Posted by Kerry Martin
on 20 March 2019
While a student at De La Salle College, Malvern, Vincent Pellegrino (1984) spent a lot of time with his head in books (when he wasn't listening to Bruce Springsteen), now as the Head of EMCO services at The Alfred Hospital in Melbourne, part of the hospital's Intensive Care Unit, Pellegrino's academic efforts now help people stay alive.
Pellegrino has had a lead role in the development of ECMO services at The Alfred since 2003 and has provided ECMO training programs nationally and internationally. (EMCO stands for Extracorporeal Membrane Oxygenation, a vital clinical component in treating heart failure).After graduating from the College, Pellegrino completed his Medical undergraduate studies, Physician specialisation and Intensive Care medicine sub specialisation at Monash in the 1990s and was awarded the Matt Spence Prize for Research.
Now a Senior Intensive Care Specialist he has worked in Intensive Care since joining The Alfred 20 years ago.
Pellegrino says every day is rewarding. "The wonder and challenge of critical illness are endlessly surprising and rewarding," he said. "I am privileged to work with a team that is resourced and motivated to support patients that are dependent on life support." I have learned that establishing relationships with patients and families is very important. "It is so important to provide patients and their families a "human" and empathic relationship."
Teamwork is what it is all about in ICU. "I work with a really large team of nurses, medical and allied staff to deliver care that makes a difference. One of the most rewarding aspects of my job is seeing our team get better each and every year." He says patient outcomes are improving. "Seeing patients recover fully that would not have been as fortunate just a few years ago."
"Teaching others about intensive care is another part of my role, and I am fortunate to be invited to teach and speak in outstanding institutions overseas." "It is even better when I can take my family with me." "Teaching has taken me all around the world, and I have close relationships with medical teams in Europe, USA, Canada and Asia." Pellegrino is also a Senior Lecturer and Associate Professor appointment at the Monash University School of Public Health and Preventative Medicine.
As an expert in his field, it is not surprising that Pellegrino has a formidable research profile which currently revolves around his ECMO work. "I'm solely concentrating on ECMO and other forms of short term mechanical support of the heart and lungs. It is a really powerful therapy that allows recovery from the most parlous of states."
Despite the obvious pressures of Pellegrino's work, he loves what he does. "I couldn't think of anything else I would rather do."
□ □ □ □ □
Actions to take ->
A. Answer these from the Pellegrino profile:
(i) What prize was he awarded?
(ii) Since what year has he had a lead role in developing ECMO services at The Alfred?
(iii) In which regions does he have close relationships with medical teams?
B. From the Pellegrino profile, return verbatim the part that opens with the words containing "Pellegrino has had" and closes with "Prize for Research.".

Provided information ->
□ □ □ □ □
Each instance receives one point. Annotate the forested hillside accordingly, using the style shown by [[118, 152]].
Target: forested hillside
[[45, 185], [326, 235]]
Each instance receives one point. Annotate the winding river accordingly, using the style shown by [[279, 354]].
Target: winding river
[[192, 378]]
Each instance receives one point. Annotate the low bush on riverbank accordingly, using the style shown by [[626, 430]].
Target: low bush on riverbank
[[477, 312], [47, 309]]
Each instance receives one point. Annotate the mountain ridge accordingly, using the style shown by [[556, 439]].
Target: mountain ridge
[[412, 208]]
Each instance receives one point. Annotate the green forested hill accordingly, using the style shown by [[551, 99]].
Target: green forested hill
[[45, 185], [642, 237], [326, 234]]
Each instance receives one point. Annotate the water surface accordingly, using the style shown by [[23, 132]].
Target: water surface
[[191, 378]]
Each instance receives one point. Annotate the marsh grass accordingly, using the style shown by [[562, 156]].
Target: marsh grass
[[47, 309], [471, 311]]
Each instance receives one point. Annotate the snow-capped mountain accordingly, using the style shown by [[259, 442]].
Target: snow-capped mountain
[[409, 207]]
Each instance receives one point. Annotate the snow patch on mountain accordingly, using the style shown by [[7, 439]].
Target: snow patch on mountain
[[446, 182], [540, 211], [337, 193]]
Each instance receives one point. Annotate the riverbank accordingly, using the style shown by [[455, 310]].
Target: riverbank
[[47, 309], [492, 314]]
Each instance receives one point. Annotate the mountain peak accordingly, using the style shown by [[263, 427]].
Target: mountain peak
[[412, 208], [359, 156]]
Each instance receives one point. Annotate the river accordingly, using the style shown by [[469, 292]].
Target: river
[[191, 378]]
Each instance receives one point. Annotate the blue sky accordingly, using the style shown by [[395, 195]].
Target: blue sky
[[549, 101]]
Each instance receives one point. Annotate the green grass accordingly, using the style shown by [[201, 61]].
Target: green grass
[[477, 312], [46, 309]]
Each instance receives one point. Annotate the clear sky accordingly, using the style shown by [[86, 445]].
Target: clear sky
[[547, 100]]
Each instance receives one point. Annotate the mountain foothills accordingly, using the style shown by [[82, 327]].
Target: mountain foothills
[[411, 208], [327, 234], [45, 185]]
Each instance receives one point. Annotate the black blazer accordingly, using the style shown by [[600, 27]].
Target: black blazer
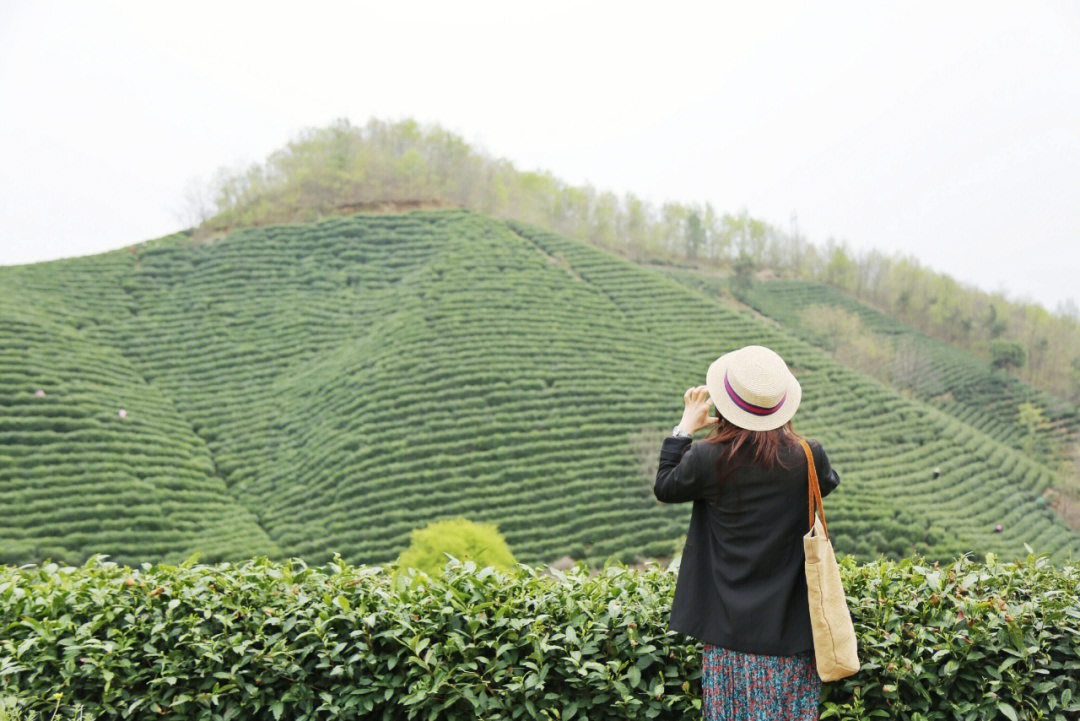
[[742, 581]]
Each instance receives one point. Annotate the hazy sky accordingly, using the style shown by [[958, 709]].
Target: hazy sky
[[948, 131]]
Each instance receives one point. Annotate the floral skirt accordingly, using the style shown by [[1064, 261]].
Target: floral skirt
[[747, 687]]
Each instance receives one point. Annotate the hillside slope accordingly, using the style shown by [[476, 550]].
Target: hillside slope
[[1043, 427], [349, 380]]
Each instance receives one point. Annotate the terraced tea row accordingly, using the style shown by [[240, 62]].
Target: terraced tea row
[[959, 383], [346, 381]]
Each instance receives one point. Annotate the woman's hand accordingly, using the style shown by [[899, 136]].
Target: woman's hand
[[696, 412]]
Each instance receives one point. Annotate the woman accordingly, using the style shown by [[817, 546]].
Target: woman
[[741, 585]]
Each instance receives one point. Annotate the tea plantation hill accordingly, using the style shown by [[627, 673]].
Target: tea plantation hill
[[959, 383], [299, 390]]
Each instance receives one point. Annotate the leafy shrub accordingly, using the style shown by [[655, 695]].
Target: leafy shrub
[[265, 640], [462, 539]]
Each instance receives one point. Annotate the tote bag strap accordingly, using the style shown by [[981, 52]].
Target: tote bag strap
[[814, 489]]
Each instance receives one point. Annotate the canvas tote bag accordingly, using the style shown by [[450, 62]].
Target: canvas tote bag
[[834, 635]]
□ □ □ □ □
Outputs for the tasks ->
A.
(i) The Matt Spence Prize for Research.
(ii) 2003.
(iii) Europe, USA, Canada and Asia.

B.
Pellegrino has had a lead role in the development of ECMO services at The Alfred since 2003 and has provided ECMO training programs nationally and internationally. (EMCO stands for Extracorporeal Membrane Oxygenation, a vital clinical component in treating heart failure).After graduating from the College, Pellegrino completed his Medical undergraduate studies, Physician specialisation and Intensive Care medicine sub specialisation at Monash in the 1990s and was awarded the Matt Spence Prize for Research.